• [Document excerpt]:
::::

VIRGINIA K. DEMARCHI, Magistrate Judge.
With the Court's leave, on March 14, 2019 plaintiffs Craig Carlson and Carlson Produce, LLC ("Carlson Produce") filed a first amended complaint ("FAC") against defendants Rock Clapper and ScanX, Inc. ("ScanX") for breach of contract, breach of the duty of good faith and fair dealing, fraud, promissory estoppel, and quantum meruit/unjust enrichment. Dkt. No. 27. Pursuant to Rule 12(b)(6) of the Federal Rules of Civil Procedure, defendants move to dismiss (1) all of Mr. Carlson's claims, (2) plaintiffs' claim for breach of the duty of good faith and fair dealing against all defendants, and (3) plaintiffs' claims against Mr. Clapper in his personal capacity, except for claim 3 for fraud. Dkt. No. 28. This Court has jurisdiction over this diversity action pursuant to 28 U.S.C. § 1332.
The Court heard oral argument on defendants' motion on May 14, 2019. Dkt. No. 42. Having considered the parties' moving papers and arguments made at the hearing, the Court denies the parties' requests for judicial notice and grants defendants' motion to dismiss.
Mr. Carlson is a resident of Chicago, Illinois and the sole member of Carlson Produce, a limited liability company organized under the laws of Illinois with its principal place of business in Illinois. Dkt. No. 27 ¶¶ 4-5, 17. Mr. Carlson specializes in creating and managing high performance hardware and software products for companies in the produce supply industry. Id. ¶ 14.
Mr. Clapper is a California resident and the President, Chairman, and controlling shareholder of ScanX, a corporation organized under Delaware law with its principal place of business in California. Id. ¶¶ 6-8. ScanX develops instruments for "real-time" detection of bacteria and chemicals in food. Id. ¶ 13.

::::

• [Dataset]:

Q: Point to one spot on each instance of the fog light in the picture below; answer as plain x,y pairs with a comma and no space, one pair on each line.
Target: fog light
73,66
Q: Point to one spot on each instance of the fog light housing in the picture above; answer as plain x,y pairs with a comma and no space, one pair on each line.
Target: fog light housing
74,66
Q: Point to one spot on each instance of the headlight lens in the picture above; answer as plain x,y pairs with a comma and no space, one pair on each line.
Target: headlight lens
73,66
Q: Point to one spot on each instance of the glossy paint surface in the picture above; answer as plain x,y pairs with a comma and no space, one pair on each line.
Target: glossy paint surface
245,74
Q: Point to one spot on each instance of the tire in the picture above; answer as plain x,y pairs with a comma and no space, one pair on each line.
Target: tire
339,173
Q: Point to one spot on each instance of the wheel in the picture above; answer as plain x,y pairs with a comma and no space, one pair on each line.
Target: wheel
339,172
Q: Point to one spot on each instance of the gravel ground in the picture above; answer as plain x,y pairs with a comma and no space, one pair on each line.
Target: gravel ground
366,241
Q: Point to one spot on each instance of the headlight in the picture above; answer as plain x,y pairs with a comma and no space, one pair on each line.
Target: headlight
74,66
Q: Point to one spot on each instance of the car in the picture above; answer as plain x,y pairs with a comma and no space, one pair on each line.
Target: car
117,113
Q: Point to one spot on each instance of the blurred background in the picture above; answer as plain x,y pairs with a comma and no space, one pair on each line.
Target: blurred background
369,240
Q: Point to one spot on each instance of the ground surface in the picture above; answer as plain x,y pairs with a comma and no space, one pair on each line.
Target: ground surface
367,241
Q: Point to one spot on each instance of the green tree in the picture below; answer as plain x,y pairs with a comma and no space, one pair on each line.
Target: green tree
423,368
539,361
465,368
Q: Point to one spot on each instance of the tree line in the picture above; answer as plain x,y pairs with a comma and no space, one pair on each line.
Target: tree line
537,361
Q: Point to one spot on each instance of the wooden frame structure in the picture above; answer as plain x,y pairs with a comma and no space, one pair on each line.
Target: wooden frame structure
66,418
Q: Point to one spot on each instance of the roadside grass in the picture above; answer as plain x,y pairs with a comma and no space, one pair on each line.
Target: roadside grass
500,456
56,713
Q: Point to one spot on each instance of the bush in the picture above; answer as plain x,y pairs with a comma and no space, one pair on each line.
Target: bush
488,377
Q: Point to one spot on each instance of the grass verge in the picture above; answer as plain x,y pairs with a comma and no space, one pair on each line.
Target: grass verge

::::

• [Work instructions]: Continue the court order on the motion to dismiss, starting after its last sentence.

• [Reply to the task]:
On July 1, 2016, ScanX and Carlson Produce entered into a four-year Services Agreement.
In exchange for those services, the Consultant was to receive "compensation of $210,000 per year for consulting activities, a 35% of salary annual bonus. . . . In addition, Consultant will receive 5.5% of ScanX stock to vest over 4 years. . . . Payment for consulting activities is due at the end of each 30 day period and the bonus is due 30 days after the year is complete." Id. Additionally, "[t]he Company shall reimburse travel costs, lodging, transportation and other preapproved expenses in relation to services provided by Consultant to Company. Payment is due fifteen (15) days from the date Company receives invoice." Id. at 2. The Services Agreement was signed by Mr. Clapper for ScanX and by Mr. Carlson as a "Member" for Carlson Produce. Id.
The Services Agreement contains an integration clause. Id. It also provides that "all questions concerning this Agreement, including the validity, capacity, of parties, effect[,] interpretation, and performance shall be governed by the laws of Santa Clara County in the State of California." Id.
Plaintiffs say defendants paid for the first two months of services provided under the Services Agreement but failed to pay thereafter, despite plaintiffs' full performance. Dkt. No. 27 ¶¶ 24-25. On multiple occasions, plaintiffs say that defendants represented that investor funding would be used in part to pay plaintiffs what they were owed, but that defendants never followed through on that commitment. Id. ¶¶ 26-31.
"A motion to dismiss under Federal Rule of Civil Procedure 12(b)(6) for failure to state a claim upon which relief can be granted `tests the legal sufficiency of a claim.'" Conservation Force v. Salazar, 646 F.3d 1240, 1241-42 (9th Cir. 2011) (quoting Navarro v. Block, 250 F.3d 729, 732 (9th Cir. 2001)). When determining whether a claim has been stated, a court accepts as true all well-pled factual allegations and construes them in the light most favorable to the plaintiff. Reese v. BP Exploration (Alaska) Inc., 643 F.3d 681, 690 (9th Cir. 2011). While a complaint need not contain detailed factual allegations, it "must contain sufficient factual matter, accepted as true, to `state a claim to relief that is plausible on its face.'" Ashcroft v. Iqbal, 556 U.S. 662, 678 (2009) (quoting Bell Atl. Corp. v. Twombly, 550 U.S. 544, 570 (2007)). A claim is facially plausible when it "allows the court to draw the reasonable inference that the defendant is liable for the misconduct alleged." Id.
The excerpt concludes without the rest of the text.